Selected excerpt:

I see everyone talking shit and no one doing it.




That may be because this is a message board, and all that anyone can do here is talk. If you're talking about in real life, then perhaps you're looking in the wrong places. I find that generally, people who walk the walk tend to not talk the talk so much.

Quote:

The very idea that the human race was judged sick is idiotic. The human race is as it should be.




Saying that the human being is sick is simply a metaphor, one that works for some, and not for others. I agree that human beings are as they are (the should word isn't necessary, IMO).

The way I see it, it's like a paradox. On the one hand, we are perfect, whole, and complete just as we are. No need to add, subtract, or change anything at all. On the other hand, we generally don't see this. We live life from the narrow perspective of our own years of conditioned reactions, desires, and fears. No matter what we do, there tends to be a persistent ache of the heart...a feeling that something just isn't right, or something is missing, or something like that.

Records:
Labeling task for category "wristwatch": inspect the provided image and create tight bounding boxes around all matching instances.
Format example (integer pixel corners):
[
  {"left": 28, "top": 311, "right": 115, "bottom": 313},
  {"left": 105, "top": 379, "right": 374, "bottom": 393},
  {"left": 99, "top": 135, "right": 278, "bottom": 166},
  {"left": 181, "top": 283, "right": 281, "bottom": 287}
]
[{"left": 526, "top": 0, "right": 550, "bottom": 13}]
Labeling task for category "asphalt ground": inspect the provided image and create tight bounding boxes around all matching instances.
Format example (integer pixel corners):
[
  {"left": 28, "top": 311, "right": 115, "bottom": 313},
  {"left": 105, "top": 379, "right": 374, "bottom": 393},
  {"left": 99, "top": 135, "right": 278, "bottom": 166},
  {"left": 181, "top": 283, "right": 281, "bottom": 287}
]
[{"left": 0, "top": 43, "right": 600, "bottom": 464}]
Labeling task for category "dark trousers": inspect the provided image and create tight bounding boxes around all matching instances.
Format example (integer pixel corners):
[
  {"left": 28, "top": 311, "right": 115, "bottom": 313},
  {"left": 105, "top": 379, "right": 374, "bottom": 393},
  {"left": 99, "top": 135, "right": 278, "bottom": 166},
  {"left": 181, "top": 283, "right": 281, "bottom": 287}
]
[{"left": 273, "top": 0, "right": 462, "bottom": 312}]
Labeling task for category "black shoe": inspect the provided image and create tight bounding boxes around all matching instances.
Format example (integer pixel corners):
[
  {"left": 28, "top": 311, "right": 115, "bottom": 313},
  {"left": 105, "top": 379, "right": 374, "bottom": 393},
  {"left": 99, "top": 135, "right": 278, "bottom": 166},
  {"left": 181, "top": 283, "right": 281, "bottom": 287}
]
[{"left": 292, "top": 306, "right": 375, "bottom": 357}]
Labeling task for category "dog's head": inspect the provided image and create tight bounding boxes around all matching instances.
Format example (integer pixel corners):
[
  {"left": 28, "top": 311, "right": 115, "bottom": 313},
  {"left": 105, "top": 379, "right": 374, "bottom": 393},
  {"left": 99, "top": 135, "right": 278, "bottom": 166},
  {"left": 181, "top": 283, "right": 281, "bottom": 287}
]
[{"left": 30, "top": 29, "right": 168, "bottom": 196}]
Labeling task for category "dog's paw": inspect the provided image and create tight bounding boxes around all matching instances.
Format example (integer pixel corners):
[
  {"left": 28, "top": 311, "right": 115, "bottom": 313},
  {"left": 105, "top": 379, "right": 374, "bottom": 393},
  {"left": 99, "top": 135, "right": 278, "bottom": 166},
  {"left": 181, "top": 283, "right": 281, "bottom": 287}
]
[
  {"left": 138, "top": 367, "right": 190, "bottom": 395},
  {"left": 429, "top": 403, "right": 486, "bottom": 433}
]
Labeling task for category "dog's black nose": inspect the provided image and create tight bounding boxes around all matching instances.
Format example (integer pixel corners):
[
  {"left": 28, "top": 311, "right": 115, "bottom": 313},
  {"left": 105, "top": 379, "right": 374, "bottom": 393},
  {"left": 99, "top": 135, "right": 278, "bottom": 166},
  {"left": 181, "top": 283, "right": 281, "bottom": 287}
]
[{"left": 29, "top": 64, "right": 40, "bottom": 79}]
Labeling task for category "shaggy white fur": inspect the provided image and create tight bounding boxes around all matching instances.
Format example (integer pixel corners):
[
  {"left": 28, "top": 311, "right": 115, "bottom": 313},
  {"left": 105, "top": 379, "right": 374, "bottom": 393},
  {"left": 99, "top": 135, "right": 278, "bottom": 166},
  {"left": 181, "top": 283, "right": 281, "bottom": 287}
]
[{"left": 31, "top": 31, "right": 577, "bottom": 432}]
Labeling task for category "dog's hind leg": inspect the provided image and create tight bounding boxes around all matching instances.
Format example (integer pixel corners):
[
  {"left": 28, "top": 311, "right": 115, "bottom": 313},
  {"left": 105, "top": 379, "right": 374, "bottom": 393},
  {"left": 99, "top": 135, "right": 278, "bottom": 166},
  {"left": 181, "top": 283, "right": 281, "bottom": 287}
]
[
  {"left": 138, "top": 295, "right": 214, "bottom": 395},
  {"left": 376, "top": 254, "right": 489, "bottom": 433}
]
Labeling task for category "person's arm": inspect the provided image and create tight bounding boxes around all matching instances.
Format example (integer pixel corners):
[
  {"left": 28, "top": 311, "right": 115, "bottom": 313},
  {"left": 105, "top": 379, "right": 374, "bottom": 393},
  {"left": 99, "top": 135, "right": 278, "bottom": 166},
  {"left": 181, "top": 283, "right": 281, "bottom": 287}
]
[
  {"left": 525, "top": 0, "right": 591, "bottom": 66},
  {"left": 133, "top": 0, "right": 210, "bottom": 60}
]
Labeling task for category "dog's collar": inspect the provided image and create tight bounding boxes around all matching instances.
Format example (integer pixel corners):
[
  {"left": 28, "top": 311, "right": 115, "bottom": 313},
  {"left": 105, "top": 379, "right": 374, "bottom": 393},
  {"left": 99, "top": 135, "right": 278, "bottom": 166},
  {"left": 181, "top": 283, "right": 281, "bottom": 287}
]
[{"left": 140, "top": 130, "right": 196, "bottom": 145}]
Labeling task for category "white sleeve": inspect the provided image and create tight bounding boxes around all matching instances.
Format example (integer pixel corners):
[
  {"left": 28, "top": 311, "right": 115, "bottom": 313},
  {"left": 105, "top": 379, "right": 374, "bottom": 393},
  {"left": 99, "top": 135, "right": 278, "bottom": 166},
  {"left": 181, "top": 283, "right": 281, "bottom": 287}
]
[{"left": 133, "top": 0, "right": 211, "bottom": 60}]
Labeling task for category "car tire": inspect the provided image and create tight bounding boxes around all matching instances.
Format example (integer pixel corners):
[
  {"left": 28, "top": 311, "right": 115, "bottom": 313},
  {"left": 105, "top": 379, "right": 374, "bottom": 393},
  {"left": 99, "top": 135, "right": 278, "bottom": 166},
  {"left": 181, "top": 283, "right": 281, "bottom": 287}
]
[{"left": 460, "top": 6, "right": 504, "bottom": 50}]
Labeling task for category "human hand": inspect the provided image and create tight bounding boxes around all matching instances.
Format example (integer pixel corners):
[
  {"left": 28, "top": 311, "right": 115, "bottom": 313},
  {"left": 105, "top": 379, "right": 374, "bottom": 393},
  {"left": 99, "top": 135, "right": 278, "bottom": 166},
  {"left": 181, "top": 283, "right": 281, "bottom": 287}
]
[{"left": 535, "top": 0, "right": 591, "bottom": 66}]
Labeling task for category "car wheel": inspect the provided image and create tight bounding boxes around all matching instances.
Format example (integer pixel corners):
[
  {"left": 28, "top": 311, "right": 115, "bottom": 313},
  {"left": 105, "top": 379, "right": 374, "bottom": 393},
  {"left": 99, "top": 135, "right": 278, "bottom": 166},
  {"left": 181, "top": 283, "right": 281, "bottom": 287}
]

Task details: Rewrite the paragraph of the forum post that begins "The way I see it" as a short bulleted list that keeps its main points. The entries have no connection to the forum post.

Solution below:
- The writer views the matter as a paradox.
- On one side, people are perfect, whole, and complete as they are, with nothing to add, subtract, or change.
- On the other side, people generally don't see this.
- People live from the narrow perspective of years of conditioned reactions, desires, and fears.
- Whatever people do, a persistent ache of the heart tends to remain: a feeling that something isn't right or is missing.